__Tujuan Tugas__. Menurut catatan harian ini, kendaraan apa yang dipakai untuk berangkat?

__Teks Halaman__.
⟨

Merekam Tulisan

cerita harian diary catatan harian

Agak merasa durhaka memang, tapi begitulah bapak. Mungkin bapak kamu juga begitu. Pura-pura tidak apa padahal sedang menahan duka; pura-pura sehat bersikap tenang, tapi kenyataannya bapak diam-diam banyak mengambil rehat. Semoga di perjalanan nanti, aku punya alasan yang kuat daripada hanya sekadar “bimbingan skripsi”, pikirku.

Agak dingin, suasana setelah sahur dengan pintu rumah sengaja dibuka memang seperti itu. 15 ramadan. Tadinya aku tak mau bilang semacam “tak terasa ya, lebaran tinggal 15 hari lagi,” tapi kenyataannya memang demikian.

Sudah tidur cukup agaknya membuat mataku tak mau bermalas-malasan lagi setelah mendekati waktu subuh. Kuguyurkan air dari gayung. “Waduh, tumben beliau ini mandi jam segini. Apakah beliau ini akan menjadi seorang beliau, ya?” ujar mataku yang tambah melek setelah digosok dengan air.

Aku bersiap mengepakkan sayap kebhinekaan, maksudku mengepakkan barang-barang yang kuperlukan. Mengenakan kaus, celana, dan printilan-printilan yang di dalam (yeah bahaya kalau tidak memakai anu yang dalam-dalam itu pokoknya). Meminta izin kepada Mak dan Bapak, kemudian berangkat mengendarai motor kepunyaan kakak.

Ketika memohon izin, kekeh kusarankan bapak untuk periksa ke dokter nanti sore. Semoga hanya sekadar menggigil biasa karena hujan waktu lalu, dan bukan sesuatu yang besar atau serius. Amiinn.

⟩

__Daftar yang Tersedia__.
⟨

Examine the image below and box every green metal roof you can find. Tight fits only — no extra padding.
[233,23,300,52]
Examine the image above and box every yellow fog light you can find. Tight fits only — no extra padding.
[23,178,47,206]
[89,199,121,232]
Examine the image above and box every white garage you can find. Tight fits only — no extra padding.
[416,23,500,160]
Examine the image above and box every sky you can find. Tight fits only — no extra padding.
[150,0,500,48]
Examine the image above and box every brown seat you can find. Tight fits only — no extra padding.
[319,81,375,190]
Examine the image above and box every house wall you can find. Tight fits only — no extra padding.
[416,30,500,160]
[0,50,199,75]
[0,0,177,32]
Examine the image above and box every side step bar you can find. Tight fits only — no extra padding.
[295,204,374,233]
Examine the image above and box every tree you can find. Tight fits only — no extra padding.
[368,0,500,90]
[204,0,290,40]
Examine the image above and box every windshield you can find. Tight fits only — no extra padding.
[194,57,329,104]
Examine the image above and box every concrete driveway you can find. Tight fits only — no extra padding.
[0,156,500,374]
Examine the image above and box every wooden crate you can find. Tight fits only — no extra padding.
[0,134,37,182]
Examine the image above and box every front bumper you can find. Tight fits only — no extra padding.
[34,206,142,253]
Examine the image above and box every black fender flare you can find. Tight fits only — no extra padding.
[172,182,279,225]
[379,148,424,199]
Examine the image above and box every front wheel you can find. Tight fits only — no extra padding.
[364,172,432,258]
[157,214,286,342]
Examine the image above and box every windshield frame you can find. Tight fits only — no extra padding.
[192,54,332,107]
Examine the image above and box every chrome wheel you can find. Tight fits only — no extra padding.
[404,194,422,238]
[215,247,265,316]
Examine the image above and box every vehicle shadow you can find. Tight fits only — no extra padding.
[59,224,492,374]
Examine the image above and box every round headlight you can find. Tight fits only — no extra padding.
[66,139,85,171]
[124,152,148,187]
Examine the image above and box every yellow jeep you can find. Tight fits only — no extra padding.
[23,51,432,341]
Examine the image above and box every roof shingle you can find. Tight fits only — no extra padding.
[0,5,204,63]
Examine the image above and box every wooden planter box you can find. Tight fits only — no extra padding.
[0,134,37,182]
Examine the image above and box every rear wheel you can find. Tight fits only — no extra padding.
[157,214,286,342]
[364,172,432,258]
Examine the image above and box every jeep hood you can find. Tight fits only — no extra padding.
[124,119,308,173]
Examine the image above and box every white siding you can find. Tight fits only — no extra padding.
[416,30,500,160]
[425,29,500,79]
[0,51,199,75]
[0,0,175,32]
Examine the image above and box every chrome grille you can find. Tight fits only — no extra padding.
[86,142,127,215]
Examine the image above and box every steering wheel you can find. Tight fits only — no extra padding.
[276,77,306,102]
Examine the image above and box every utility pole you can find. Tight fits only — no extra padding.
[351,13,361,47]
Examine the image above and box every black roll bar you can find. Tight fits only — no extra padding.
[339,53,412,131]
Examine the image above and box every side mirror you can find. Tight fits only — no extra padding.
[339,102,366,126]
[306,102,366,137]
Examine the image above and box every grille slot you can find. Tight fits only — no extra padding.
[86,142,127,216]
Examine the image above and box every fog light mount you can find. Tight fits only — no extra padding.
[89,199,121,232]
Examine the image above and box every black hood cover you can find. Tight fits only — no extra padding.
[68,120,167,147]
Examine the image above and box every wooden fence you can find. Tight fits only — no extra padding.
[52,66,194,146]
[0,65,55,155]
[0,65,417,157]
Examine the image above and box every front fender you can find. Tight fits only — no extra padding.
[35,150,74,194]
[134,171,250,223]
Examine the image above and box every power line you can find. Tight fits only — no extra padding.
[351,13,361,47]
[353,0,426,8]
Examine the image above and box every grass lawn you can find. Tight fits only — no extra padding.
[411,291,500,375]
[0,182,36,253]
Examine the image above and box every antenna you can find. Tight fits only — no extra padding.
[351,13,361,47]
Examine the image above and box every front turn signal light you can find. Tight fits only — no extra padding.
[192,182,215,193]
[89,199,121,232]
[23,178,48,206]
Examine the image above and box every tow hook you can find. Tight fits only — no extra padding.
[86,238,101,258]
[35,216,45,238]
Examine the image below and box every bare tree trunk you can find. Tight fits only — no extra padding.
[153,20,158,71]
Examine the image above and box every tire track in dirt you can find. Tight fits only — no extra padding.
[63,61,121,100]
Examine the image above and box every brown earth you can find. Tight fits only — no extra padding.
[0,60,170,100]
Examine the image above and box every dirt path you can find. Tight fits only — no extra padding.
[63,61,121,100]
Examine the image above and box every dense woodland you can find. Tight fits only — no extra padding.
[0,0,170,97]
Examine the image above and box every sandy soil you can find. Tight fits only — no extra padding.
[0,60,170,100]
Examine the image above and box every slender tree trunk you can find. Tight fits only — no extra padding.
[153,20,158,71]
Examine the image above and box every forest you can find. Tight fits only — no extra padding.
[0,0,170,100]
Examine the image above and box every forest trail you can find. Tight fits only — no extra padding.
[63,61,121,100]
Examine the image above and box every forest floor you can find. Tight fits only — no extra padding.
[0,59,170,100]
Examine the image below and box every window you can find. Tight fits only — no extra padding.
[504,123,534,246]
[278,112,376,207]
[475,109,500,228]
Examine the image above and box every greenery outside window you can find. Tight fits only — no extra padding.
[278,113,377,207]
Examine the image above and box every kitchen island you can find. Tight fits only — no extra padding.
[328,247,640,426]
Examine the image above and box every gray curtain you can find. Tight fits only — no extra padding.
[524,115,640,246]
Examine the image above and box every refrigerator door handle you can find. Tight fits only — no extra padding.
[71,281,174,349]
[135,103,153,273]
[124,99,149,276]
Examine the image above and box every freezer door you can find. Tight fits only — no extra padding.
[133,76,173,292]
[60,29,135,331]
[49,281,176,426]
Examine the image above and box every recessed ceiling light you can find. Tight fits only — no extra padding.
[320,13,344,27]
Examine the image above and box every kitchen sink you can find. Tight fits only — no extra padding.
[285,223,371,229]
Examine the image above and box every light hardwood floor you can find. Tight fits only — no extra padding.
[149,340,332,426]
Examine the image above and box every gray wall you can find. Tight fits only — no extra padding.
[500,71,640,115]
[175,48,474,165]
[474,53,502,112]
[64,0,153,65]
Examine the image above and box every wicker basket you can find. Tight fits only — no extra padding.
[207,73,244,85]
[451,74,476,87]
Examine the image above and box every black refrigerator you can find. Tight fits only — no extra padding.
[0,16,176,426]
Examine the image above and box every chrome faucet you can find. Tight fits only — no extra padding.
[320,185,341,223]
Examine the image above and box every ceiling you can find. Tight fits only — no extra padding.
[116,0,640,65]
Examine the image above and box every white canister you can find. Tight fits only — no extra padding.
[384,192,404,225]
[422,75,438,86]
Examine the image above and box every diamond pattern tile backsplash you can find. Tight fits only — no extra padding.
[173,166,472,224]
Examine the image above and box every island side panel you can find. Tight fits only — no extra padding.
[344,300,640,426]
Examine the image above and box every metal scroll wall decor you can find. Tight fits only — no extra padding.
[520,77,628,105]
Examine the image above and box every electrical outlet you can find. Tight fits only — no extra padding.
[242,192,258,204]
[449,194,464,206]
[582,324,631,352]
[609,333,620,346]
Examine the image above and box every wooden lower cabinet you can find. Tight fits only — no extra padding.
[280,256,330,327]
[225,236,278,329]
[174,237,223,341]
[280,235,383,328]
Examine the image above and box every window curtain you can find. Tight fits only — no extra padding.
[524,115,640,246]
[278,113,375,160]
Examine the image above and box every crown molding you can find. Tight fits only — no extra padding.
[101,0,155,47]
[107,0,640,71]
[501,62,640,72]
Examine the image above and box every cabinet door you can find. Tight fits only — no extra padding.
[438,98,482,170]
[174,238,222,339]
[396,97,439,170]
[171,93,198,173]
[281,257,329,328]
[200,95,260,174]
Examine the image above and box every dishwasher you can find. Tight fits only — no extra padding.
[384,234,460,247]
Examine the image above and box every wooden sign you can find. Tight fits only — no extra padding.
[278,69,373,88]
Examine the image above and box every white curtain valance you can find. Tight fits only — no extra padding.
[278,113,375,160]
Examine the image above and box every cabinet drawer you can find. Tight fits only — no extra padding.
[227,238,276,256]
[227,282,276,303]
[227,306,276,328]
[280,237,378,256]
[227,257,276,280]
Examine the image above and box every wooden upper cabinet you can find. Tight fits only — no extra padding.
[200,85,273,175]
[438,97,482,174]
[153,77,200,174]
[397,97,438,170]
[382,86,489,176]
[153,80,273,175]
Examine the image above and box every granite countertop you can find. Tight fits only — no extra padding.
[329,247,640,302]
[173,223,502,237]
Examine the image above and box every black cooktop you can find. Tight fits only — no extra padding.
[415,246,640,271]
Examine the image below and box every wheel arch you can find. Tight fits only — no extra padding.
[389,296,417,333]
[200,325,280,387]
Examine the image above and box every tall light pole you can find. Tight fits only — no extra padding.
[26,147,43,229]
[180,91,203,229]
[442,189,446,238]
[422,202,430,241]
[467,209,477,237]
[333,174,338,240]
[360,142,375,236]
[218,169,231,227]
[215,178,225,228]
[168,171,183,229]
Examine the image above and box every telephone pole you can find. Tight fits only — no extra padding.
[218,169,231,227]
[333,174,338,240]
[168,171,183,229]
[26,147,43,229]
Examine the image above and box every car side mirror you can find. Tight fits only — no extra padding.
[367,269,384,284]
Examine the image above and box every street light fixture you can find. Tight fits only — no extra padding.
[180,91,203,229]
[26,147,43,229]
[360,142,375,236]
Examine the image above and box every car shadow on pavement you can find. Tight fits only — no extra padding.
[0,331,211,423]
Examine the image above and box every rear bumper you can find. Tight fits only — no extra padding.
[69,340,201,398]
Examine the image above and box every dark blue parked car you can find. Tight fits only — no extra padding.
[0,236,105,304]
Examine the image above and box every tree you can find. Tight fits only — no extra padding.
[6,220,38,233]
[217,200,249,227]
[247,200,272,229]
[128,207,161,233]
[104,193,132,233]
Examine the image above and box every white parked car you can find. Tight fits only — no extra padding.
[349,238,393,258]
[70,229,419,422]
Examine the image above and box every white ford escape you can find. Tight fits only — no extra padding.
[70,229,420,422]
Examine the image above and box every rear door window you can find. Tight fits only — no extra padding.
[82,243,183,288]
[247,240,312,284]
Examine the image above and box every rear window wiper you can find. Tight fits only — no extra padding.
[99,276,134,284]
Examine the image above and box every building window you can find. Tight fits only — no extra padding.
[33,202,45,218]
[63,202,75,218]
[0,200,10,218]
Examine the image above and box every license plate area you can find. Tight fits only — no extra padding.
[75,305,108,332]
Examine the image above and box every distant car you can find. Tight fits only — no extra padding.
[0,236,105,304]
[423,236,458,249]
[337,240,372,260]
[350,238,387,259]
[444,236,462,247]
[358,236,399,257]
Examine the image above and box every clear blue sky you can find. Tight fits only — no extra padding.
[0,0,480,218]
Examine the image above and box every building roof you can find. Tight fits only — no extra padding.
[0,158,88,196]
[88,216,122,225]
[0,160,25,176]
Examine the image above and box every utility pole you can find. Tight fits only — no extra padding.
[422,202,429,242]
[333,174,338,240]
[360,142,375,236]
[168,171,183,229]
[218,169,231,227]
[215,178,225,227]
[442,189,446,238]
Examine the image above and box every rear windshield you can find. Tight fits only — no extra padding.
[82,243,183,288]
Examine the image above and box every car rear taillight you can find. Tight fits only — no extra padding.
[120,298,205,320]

⟩

__Jawaban yang Diharapkan__. Motor kepunyaan kakak.